#### SUPPLIED DATA

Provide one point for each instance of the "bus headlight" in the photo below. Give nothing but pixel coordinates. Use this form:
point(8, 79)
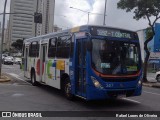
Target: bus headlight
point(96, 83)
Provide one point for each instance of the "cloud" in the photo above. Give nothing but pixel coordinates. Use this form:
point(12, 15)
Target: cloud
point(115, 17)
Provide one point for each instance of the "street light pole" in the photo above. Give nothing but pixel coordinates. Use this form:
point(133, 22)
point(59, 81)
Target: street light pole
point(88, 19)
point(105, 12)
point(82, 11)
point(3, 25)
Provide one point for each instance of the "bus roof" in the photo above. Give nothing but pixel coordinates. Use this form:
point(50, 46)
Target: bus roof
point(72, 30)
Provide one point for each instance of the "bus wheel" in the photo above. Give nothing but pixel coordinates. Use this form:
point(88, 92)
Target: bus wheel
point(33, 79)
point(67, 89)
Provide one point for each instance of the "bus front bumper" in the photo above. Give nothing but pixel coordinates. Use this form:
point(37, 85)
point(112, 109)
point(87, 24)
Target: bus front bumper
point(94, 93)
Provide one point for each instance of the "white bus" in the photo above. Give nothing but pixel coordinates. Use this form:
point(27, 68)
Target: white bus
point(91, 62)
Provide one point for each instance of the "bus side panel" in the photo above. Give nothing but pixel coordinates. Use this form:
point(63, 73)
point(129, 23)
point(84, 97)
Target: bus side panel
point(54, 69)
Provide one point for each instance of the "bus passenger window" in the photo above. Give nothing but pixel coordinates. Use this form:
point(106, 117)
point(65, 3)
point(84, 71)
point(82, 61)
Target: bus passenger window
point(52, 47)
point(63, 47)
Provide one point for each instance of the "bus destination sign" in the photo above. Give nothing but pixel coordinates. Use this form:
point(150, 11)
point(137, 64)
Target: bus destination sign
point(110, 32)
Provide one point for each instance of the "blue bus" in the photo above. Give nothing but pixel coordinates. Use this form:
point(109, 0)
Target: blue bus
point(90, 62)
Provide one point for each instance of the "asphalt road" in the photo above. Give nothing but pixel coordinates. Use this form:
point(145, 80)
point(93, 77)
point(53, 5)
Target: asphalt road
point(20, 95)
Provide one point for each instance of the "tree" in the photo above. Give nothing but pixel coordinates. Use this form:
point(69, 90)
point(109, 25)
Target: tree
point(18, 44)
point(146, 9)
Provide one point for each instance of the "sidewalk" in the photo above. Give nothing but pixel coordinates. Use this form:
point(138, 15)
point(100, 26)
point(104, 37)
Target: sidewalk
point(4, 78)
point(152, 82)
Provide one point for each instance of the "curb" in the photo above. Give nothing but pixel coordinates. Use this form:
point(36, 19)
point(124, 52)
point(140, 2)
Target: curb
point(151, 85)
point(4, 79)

########
#### SUPPLIED DATA

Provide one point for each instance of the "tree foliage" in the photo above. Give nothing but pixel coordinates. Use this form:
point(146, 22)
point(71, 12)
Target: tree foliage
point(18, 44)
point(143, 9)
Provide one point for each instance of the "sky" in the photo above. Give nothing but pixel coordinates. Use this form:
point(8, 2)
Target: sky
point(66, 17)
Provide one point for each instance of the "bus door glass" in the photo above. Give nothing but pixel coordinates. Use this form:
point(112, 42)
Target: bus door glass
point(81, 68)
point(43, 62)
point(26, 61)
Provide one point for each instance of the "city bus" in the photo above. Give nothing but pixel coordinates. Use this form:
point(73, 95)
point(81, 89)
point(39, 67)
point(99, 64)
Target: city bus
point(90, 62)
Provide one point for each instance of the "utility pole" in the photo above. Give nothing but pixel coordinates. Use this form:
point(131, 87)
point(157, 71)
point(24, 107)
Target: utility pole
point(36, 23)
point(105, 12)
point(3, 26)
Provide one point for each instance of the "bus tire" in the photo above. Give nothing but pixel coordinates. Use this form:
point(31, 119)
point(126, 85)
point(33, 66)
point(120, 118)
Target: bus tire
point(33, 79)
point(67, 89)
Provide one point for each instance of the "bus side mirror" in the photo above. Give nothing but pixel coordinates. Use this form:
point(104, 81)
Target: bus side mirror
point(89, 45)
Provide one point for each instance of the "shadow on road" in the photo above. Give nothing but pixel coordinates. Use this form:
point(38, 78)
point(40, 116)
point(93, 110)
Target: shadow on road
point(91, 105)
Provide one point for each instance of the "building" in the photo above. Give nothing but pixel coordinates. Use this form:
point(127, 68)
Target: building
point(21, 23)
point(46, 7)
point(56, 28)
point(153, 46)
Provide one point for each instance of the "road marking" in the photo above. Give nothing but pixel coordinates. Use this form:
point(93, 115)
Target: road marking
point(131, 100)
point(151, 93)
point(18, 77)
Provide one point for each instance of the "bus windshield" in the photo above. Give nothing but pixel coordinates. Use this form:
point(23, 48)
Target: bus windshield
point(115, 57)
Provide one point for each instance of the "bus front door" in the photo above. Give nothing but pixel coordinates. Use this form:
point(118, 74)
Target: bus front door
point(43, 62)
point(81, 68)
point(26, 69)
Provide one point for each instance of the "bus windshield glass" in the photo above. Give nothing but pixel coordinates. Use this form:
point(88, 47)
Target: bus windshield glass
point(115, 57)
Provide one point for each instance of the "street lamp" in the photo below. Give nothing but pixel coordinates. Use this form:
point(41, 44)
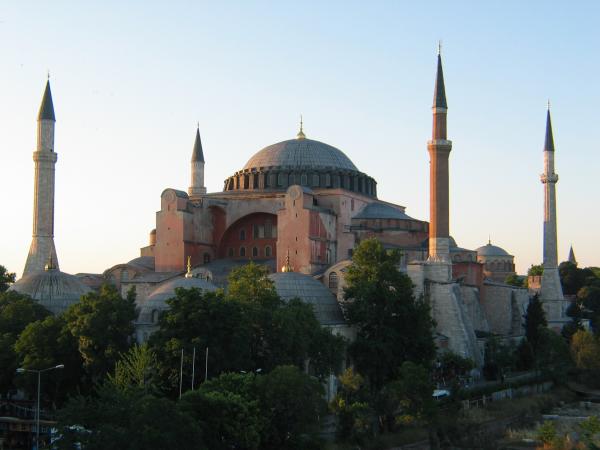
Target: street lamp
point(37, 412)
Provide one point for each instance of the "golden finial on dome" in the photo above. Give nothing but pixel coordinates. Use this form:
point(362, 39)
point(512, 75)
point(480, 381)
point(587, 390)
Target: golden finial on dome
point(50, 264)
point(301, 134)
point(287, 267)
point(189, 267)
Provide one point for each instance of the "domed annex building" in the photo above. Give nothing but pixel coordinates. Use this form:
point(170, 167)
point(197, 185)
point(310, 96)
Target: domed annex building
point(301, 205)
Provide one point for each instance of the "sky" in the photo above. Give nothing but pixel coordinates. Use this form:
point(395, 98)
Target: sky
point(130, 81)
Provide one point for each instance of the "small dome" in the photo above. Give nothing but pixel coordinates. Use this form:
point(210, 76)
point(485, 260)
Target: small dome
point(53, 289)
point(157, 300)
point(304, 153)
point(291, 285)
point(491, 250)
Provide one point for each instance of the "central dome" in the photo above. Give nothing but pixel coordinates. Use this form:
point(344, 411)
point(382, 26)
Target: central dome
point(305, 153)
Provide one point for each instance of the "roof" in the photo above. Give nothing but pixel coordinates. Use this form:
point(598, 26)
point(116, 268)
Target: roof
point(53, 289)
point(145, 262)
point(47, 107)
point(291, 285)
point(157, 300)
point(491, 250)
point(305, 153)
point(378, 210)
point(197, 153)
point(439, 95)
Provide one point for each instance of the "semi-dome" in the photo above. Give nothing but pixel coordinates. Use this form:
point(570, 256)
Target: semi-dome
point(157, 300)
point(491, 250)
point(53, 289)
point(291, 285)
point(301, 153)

########

# PROBLEM TO SOLVE
Count how many lines of the records contain the word "asphalt", with case counting, and give only that number.

# RESPONSE TO THE TASK
2